[Rows excerpted from a collection]
▼▼▼

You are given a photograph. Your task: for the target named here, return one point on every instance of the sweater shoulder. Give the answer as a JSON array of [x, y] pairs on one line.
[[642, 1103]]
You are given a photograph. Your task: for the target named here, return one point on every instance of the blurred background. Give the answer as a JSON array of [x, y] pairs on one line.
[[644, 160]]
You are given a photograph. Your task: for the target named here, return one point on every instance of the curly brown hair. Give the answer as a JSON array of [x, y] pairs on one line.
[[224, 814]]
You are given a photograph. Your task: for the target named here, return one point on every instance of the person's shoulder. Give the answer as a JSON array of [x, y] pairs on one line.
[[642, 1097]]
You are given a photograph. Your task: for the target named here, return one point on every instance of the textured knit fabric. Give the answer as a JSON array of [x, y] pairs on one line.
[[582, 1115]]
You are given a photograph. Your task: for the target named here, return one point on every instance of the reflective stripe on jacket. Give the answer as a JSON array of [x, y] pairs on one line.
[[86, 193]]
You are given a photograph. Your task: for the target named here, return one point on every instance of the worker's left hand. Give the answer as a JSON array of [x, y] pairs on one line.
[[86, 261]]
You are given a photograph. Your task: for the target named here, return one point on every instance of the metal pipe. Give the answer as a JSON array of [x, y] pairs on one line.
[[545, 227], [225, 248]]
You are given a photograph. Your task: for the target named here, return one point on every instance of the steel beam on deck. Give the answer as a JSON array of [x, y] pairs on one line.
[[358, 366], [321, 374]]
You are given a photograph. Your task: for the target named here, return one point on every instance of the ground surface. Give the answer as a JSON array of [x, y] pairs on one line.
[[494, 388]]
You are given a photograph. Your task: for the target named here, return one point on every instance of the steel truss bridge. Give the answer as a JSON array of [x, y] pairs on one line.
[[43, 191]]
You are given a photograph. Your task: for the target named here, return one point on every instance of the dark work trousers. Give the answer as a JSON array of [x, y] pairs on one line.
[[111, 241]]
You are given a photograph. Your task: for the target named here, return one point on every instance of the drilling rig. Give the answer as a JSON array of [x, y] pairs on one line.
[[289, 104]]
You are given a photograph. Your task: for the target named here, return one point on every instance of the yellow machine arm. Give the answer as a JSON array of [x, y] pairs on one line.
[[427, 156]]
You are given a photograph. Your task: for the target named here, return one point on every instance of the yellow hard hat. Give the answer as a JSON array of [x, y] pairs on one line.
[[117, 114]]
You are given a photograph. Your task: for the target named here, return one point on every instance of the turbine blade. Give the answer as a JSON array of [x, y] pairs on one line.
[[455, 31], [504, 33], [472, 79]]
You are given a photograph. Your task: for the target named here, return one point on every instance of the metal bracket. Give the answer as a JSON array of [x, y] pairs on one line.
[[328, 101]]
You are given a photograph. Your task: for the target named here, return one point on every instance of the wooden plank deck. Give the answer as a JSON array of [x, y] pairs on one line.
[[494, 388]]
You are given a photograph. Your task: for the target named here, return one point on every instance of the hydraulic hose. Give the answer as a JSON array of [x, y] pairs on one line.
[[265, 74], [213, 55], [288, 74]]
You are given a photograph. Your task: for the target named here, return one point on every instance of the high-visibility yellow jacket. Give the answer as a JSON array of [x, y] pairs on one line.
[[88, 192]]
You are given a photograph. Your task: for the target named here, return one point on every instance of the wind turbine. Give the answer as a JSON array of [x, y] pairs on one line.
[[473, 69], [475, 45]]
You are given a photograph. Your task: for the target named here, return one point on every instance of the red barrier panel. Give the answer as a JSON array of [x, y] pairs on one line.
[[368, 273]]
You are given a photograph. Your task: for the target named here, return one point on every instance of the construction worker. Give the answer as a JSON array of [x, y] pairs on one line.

▲▲▲

[EXERCISE AIM] Rewrite every row above, swapping "JSON array" for "JSON list" and leaving everything else unchanged.

[SOLVED EXERCISE]
You are given a photograph. Your task: for the target named here, return one point on every instance of the sweater shoulder. Give the answer as a JSON list of [x, y] pairs on one line.
[[642, 1103]]
You are given a photograph. Your task: for the target named here, return one point on every instance of the blurred background. Give the answer as a JSON list of [x, y] pairs on one line.
[[644, 160]]
You are given a photograph. Your task: for the target named here, return one point on every instance of the curly brown hair. Give the answer as a JSON list of [x, y] pairs on one line.
[[224, 814]]
You are given a photograph. Your task: for the target named here, return one point on every instance of the person's shoulder. Give the answer as a JSON list of [x, y] pairs on one line.
[[642, 1097]]
You are given a photograph. Your task: for the target named here, return one point on every instance of the textured knit fabric. Give the answer as a JSON list of [x, y] pairs on one line.
[[582, 1115]]
You are given a photograph. Your task: for the target named here, return one point on every instance of the reflective stripe on jacket. Give the answer as a JSON list of [x, y] pairs on one line.
[[86, 193]]
You are given a photograph. Your task: for the target named here, return one point on every instance of the worker's left hand. Give the answer as a JSON list of [x, y] pairs on one line.
[[86, 261]]
You are given a photograph. Your task: for the target named here, return one point on every instance of the metal pipe. Give the answer as a JSON list of [x, y] pairs on one line.
[[545, 227], [225, 248]]
You are given a photograph. Your task: for the target named here, return one point on every instance of the steel beam on deck. Give the answer as a JSON list of [x, y] pairs on one line.
[[358, 366], [321, 374]]
You are given a photograph. Your task: for the target named here, return one point on every instance of the ground surface. Give the answer as a JSON list of [x, y] pairs on one line.
[[494, 388]]
You are given a photograph. Your task: for the target named here, return one point on every instance of the steel truss bridge. Give the answer as a JSON list of [x, y] pairs on one line.
[[43, 191]]
You are given a photograph. Your task: for the target named here, return one point on every instance of the dark work trousers. Give the answer as a JSON list of [x, y] pairs on one line.
[[111, 241]]
You are given a photograph. Your task: for the target named here, return one point on every instance of the drilling rig. Give the answer as a JSON list of [x, y] pairs on one line.
[[289, 104]]
You are given a photograph. Your task: for the target named here, return one point on every instance of the yellow machine arm. Give the answer as a JSON list of [x, y] pairs on one line.
[[427, 156]]
You are given a photograph. Your task: for the target named here, return one point on every instance of the yellow hard hat. Give the answer as a JSON list of [x, y] pairs on one line.
[[117, 114]]
You are given a photograph. Your task: for the target named here, return one point on every instance of the turbine blade. Give the answer as a JSON list of [x, y] pairs on one line.
[[455, 31], [504, 33], [472, 79]]
You are given a photograph. Your task: for the target named here, return one point on every instance of the metal bracket. Give the answer as a JSON list of [x, y] pairs on one line.
[[328, 101]]
You are given a photograph. Your task: for the target named here, return one point on every instance of the wooden plank deck. Give the answer as a JSON list of [x, y] pairs on one line.
[[494, 388]]
You are given a photograph. Your task: for the target named here, return one point on every instance of the hydraulic hose. Give the answer as a JSON list of [x, y] pairs on one line.
[[265, 74], [213, 55], [288, 74]]
You are given a photograph. Your task: for the target named here, return one point on every instance of the high-visibility yellow jacket. Give the answer as a JSON list of [x, y] pairs on one line.
[[88, 192]]
You are given a photograph. Your task: for the target named here, return one point on every instance of the wind turbine. Give the answer as a JSON list of [x, y] pairs on one line.
[[473, 69], [475, 45]]
You are given a photograph. Your task: for the target named here, return one point on every instance of the red barrier panel. Give the answer as a JSON list of [x, y] pairs on one line.
[[368, 273]]
You are given a photograph. Your task: for the target named here, return one point on every instance of the construction worker. Give the answer as a JSON list of [x, y] pairs on one line.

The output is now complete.